PROBLEM TO WORK ON:
Summarize the blog post below on the vaccine fraud report in two sentences.

TEXT PROVIDED:
I’ve not written much in this blog lately, because there wasn’t a great deal of breaking developments to comment on. However, the recent story on the fraud surrounding childhood vaccination is noteworthy.
The British Medical Journal published a series of 3 articles and editorials charging that the study published in The Lancet in 1998 by Andrew Wakefield and colleagues linking the childhood measles-mumps-rubella vaccine to a "new syndrome" of regressive autism and bowel disease was not just bad science but fraud. According to the first article published in BMJ the study's investigators altered and falsified medical records and facts, misrepresented information to families, and treated the 12 children involved unethically. In addition, Mr. Wakefield accepted consultancy fees from lawyers who were building a lawsuit against vaccine manufacturers."
Although The Lancet published a retraction of the study last year right after the UK General Medical Council announced that the investigators acted "dishonestly" and irresponsibly," the BMJ editors note that the journal did not go far enough. "The Lancet retraction was prompted by the results from the hearing and was very much based on the concerns about the ethics of the study. What we found was that it was definite fraud and that is a very important thing for the world to know. This article shows that the science was falsified and should be discounted. This evidence "should now close the door on this damaging vaccine scare.

PROVIDED INFORMATION:
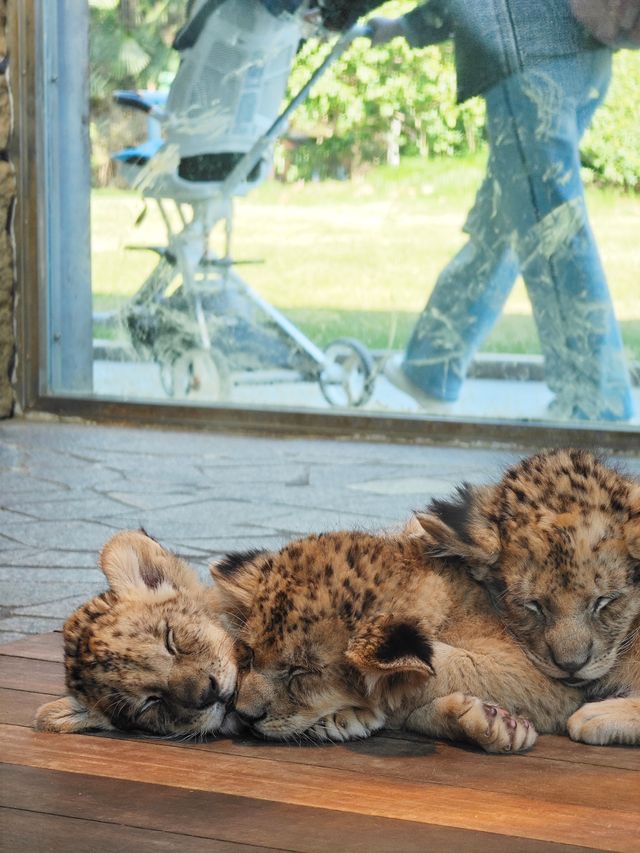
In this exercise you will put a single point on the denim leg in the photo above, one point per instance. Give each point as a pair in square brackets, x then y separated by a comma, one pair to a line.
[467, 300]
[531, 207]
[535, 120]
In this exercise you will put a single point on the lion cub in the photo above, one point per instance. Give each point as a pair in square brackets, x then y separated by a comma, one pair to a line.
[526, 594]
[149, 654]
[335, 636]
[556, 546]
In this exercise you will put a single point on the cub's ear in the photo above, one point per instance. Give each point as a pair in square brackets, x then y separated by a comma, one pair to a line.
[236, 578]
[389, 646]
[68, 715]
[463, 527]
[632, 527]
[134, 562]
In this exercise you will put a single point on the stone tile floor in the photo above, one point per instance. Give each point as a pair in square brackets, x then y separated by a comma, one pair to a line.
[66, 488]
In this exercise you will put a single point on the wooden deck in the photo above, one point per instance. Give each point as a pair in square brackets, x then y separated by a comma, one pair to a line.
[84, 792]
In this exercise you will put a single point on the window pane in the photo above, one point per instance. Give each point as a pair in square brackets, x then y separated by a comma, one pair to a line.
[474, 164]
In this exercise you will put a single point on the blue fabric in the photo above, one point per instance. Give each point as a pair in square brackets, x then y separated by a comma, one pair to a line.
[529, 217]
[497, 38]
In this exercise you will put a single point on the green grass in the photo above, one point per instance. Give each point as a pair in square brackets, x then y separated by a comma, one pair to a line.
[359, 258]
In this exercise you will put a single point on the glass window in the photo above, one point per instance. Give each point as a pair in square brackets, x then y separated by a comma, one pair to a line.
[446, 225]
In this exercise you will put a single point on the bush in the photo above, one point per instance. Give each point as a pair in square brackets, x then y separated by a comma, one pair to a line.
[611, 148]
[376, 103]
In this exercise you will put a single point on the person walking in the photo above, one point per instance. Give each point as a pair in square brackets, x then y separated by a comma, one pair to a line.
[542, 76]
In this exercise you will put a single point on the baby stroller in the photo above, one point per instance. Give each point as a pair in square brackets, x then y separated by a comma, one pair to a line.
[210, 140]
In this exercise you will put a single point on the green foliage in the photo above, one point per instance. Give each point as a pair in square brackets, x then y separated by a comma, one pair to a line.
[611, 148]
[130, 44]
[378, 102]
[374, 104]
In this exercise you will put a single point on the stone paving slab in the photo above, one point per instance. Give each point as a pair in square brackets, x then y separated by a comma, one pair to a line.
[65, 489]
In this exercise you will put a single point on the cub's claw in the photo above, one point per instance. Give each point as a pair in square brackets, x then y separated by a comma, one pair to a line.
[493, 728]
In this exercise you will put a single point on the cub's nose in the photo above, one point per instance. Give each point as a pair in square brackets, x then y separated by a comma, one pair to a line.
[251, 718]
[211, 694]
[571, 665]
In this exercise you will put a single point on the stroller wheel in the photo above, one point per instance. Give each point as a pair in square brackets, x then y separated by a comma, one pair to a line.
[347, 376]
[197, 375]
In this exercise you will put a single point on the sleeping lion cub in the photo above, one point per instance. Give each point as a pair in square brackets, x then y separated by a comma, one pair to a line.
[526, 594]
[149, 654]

WRITTEN RESPONSE:
The British Medical Journal published articles and editorials charging that the 1998 Lancet study by Andrew Wakefield and colleagues, which linked the measles-mumps-rubella vaccine to regressive autism and bowel disease, was fraud, with investigators altering and falsifying medical records and facts and treating the 12 children unethically. Although The Lancet retracted the study after the UK General Medical Council found that the investigators acted dishonestly, the BMJ editors say the journal did not go far enough, because the evidence shows that the science was falsified.